--- START SUPPLIED INFORMATION ---

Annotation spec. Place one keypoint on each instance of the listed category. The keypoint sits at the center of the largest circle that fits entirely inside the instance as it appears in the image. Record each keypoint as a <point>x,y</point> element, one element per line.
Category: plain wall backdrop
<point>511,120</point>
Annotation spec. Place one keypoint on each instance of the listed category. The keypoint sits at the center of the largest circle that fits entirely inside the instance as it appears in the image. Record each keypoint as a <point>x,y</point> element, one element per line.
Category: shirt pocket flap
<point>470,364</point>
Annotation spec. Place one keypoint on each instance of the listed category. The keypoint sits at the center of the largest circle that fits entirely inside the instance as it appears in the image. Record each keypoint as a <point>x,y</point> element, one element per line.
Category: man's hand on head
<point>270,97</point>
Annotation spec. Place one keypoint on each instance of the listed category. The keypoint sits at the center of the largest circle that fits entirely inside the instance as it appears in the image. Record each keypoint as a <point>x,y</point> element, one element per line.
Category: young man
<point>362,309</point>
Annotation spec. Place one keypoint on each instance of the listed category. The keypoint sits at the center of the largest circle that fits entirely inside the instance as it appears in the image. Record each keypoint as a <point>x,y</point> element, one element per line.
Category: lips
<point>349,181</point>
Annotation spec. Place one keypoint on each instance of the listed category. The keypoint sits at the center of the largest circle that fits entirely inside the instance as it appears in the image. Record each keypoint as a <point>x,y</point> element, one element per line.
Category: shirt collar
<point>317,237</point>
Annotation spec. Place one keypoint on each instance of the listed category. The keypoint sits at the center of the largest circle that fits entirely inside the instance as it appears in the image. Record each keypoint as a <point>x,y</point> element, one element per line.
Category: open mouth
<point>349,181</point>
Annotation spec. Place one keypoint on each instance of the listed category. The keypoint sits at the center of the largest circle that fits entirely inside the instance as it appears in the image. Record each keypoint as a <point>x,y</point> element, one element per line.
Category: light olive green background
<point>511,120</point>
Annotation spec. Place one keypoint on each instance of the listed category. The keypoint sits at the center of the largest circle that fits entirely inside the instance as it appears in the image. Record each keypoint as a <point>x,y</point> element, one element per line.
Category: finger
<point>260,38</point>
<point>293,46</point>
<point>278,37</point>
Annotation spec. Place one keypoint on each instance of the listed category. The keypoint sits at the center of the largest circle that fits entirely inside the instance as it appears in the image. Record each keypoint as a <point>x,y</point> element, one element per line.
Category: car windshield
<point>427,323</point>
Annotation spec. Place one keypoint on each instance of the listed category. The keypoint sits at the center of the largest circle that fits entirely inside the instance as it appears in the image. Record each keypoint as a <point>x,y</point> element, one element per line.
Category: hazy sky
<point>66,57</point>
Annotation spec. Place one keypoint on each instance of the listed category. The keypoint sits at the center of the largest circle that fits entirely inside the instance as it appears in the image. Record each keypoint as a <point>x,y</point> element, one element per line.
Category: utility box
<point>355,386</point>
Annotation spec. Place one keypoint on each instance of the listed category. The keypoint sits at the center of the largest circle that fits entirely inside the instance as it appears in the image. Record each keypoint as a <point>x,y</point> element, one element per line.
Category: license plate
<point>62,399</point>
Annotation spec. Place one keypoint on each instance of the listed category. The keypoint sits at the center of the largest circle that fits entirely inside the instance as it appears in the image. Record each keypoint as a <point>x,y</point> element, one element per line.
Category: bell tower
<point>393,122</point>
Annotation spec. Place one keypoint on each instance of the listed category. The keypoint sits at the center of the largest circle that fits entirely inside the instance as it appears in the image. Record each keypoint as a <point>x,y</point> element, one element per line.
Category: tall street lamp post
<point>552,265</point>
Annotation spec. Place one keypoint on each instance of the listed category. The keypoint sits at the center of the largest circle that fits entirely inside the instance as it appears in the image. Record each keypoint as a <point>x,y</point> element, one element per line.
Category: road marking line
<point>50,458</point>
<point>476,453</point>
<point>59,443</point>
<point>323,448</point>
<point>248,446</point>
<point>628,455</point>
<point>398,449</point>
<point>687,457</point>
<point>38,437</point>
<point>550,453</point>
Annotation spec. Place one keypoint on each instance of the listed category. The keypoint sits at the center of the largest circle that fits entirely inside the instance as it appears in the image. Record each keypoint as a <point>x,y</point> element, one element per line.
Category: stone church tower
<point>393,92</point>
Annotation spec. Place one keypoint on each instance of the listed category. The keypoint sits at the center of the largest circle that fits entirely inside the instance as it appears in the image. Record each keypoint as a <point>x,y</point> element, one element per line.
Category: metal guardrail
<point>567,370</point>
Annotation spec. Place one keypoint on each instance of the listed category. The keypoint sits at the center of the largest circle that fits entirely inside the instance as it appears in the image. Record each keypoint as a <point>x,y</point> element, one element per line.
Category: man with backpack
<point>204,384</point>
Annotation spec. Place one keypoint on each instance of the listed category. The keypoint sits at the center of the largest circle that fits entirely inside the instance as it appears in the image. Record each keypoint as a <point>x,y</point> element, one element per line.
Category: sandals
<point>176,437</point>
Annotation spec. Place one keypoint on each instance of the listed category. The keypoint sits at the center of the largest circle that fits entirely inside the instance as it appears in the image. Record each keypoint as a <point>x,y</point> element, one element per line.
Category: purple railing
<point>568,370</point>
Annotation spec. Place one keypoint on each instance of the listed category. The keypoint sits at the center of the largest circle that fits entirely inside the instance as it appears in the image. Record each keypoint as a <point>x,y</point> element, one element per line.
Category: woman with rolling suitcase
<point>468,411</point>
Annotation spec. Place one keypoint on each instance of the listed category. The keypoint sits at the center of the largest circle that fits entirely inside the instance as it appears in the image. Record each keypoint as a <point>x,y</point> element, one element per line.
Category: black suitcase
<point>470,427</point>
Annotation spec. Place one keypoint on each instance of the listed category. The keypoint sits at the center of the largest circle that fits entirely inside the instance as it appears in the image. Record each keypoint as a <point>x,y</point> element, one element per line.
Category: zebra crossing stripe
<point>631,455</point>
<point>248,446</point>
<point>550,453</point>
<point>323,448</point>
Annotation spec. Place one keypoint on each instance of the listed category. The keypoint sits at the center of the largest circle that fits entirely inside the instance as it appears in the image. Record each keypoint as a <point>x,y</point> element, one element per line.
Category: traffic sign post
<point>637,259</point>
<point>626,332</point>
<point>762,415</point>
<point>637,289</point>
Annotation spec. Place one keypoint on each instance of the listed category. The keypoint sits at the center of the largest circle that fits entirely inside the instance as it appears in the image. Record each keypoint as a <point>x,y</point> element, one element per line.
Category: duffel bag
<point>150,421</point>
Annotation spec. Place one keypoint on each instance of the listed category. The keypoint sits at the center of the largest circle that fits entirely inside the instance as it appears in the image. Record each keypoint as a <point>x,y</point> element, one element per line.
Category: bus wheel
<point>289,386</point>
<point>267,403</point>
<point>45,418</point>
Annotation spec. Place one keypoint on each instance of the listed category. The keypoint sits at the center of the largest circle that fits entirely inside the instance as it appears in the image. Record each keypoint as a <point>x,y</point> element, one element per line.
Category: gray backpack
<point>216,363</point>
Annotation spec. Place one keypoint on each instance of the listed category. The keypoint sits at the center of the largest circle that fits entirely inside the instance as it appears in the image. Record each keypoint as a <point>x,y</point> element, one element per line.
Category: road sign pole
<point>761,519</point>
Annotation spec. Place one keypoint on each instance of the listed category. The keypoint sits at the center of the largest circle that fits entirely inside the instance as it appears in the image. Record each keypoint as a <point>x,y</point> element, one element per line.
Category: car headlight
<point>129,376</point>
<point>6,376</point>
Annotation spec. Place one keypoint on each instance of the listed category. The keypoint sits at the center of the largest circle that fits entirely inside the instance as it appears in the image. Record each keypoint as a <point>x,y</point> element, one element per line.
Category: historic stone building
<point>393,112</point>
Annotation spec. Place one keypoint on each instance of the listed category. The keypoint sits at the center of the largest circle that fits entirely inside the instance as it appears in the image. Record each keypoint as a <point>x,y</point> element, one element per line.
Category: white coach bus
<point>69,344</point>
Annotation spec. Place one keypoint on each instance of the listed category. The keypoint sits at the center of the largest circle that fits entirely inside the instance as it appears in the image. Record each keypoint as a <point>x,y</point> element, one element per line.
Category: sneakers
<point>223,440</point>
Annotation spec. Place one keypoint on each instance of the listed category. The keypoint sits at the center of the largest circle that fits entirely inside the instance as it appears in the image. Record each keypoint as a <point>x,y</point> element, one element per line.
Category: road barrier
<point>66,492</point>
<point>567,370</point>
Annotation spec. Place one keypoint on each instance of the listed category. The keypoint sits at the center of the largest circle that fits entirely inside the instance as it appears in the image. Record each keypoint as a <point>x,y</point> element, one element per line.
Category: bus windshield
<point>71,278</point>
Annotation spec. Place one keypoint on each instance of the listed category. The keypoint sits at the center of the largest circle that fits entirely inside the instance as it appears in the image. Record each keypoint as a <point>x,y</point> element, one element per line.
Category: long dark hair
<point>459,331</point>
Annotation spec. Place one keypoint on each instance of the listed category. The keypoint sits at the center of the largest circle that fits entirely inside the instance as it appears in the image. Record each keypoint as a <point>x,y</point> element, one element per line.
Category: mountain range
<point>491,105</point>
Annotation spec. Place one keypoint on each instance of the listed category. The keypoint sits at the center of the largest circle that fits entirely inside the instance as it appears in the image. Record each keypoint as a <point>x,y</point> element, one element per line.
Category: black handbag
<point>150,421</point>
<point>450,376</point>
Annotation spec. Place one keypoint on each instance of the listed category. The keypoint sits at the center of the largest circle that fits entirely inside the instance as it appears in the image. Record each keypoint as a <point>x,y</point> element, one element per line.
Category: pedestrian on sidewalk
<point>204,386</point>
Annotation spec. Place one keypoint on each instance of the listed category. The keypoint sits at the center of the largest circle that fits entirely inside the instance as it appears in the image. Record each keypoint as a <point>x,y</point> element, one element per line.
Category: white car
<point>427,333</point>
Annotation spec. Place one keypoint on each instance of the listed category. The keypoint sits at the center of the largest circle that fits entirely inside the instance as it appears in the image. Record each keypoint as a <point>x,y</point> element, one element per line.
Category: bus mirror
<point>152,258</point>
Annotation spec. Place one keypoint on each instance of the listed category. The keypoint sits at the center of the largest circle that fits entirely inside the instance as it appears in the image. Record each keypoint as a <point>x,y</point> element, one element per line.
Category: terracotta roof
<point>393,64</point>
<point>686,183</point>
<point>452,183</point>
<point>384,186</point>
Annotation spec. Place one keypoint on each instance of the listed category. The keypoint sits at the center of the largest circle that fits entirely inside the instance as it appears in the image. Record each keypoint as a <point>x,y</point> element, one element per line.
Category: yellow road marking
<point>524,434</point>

--- END SUPPLIED INFORMATION ---

• **WHAT THE TASK REQUIRES**
Copy the stretch from the start of the records through the line containing "<point>317,237</point>", switching "keypoint" to "marker" and leaving everything else unchanged.

• **EXPECTED OUTPUT**
Annotation spec. Place one marker on each instance of the listed category. The marker sits at the center of the largest circle that fits entirely inside the instance as it appears in the image. Record each marker as a <point>x,y</point> element, one element per line.
Category: plain wall backdrop
<point>511,120</point>
Annotation spec. Place one marker on each instance of the listed category. The marker sits at the center of the largest circle that fits entirely inside the instance as it appears in the image. Record each marker as a <point>x,y</point> element, one element per line.
Category: shirt pocket flap
<point>470,364</point>
Annotation spec. Place one marker on each instance of the listed category. The marker sits at the center of the largest circle that fits entirely inside the instance as it appears in the image. Record each marker as a <point>x,y</point> element, one element per line.
Category: man's hand on head
<point>270,97</point>
Annotation spec. Place one marker on each instance of the listed category. The marker sits at the center of the largest circle that fits entirely inside the instance as it appears in the image. Record each marker as a <point>x,y</point> element, one element per line.
Category: young man
<point>362,309</point>
Annotation spec. Place one marker on each instance of the listed category. The marker sits at the center of the largest circle that fits entirely inside the instance as it appears in the image. Record each marker as a <point>x,y</point> element, one element per line.
Category: lips
<point>349,181</point>
Annotation spec. Place one marker on each instance of the listed category. The marker sits at the center of the largest circle that fits entirely inside the instance as it appears in the image. Record each marker as a <point>x,y</point> element, one element per line.
Category: shirt collar
<point>317,237</point>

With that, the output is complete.